## [TO BE DONE]
Convert all the rows below into a numbered list, leaving out any blank lines.

(Some rows)
★ ★ ★ ★ ★

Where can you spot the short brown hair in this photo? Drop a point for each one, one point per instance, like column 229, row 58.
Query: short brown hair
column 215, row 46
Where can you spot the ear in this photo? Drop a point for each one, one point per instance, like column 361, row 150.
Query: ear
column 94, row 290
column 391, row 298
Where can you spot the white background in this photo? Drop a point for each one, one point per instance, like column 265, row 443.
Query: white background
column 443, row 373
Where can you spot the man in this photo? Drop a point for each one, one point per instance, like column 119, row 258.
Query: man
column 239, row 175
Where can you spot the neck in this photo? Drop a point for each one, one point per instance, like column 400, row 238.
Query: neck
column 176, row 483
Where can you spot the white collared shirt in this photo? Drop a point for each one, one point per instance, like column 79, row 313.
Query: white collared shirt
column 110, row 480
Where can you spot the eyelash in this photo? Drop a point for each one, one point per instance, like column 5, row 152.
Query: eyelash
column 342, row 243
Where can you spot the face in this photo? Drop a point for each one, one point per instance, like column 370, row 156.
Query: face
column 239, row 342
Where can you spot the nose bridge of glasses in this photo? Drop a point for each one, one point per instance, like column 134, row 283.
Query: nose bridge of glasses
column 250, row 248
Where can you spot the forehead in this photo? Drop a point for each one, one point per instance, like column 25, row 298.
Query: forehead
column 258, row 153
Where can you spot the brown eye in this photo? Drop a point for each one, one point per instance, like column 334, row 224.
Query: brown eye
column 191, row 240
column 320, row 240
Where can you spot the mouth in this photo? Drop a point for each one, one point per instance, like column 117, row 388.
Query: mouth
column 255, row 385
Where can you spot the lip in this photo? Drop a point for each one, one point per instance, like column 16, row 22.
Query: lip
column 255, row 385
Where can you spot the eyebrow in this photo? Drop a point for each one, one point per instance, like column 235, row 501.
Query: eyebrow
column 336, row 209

★ ★ ★ ★ ★

## [ANSWER BELOW]
1. Where can you spot the short brown hair in this photo? Drop a point for each one, one point per instance, like column 229, row 58.
2. Query: short brown hair
3. column 215, row 46
4. Where can you spot the ear in this photo? Drop a point for each one, one point per instance, like column 361, row 150.
5. Query: ear
6. column 94, row 290
7. column 391, row 298
8. Where can you spot the white background in this photo? Drop a point for each one, one point per instance, like column 265, row 443.
9. Query: white background
10. column 443, row 373
11. Where can you spot the man in this photo? Drop a point for each one, one point per instance, like column 119, row 258.
12. Query: man
13. column 239, row 175
14. Where can you spot the neck in this photo? Drop a point for each one, one point per instance, like column 400, row 238.
15. Query: neck
16. column 176, row 483
17. Where can you spot the white collared shirt in this photo? Drop a point for each one, one point per instance, like column 79, row 313.
18. Query: white collared shirt
19. column 110, row 480
20. Where can you spot the eyelash in this photo? Drop a point for each one, one point per instance, like column 5, row 152.
21. Query: eyelash
22. column 342, row 243
23. Where can you spot the face in this photo? Drop a point for each one, one point per instance, like column 370, row 156.
24. Query: face
25. column 239, row 342
26. Where can you spot the nose bridge of glasses in this photo? Drop a point for each one, one point per instance, like column 134, row 283.
27. Query: nose bridge of glasses
28. column 250, row 248
29. Where can you spot the forehead in this photo? Drop a point for each one, one point per instance, like column 25, row 298.
30. Query: forehead
31. column 258, row 153
32. Where can you spot the brown eye in this photo? Drop a point for each one, one point per instance, like column 334, row 224.
33. Query: brown eye
34. column 191, row 240
35. column 320, row 240
36. Where can you spot the mouth in this photo? Drop a point for each one, one point per instance, like column 117, row 388.
37. Query: mouth
38. column 255, row 385
39. Where can you spot the lip in this photo? Drop a point for each one, one point per instance, like column 16, row 22.
40. Query: lip
41. column 255, row 385
42. Where can you spot the eyebrow in this photo? Drop a point for each one, one point per instance, like column 235, row 501.
43. Query: eyebrow
44. column 336, row 209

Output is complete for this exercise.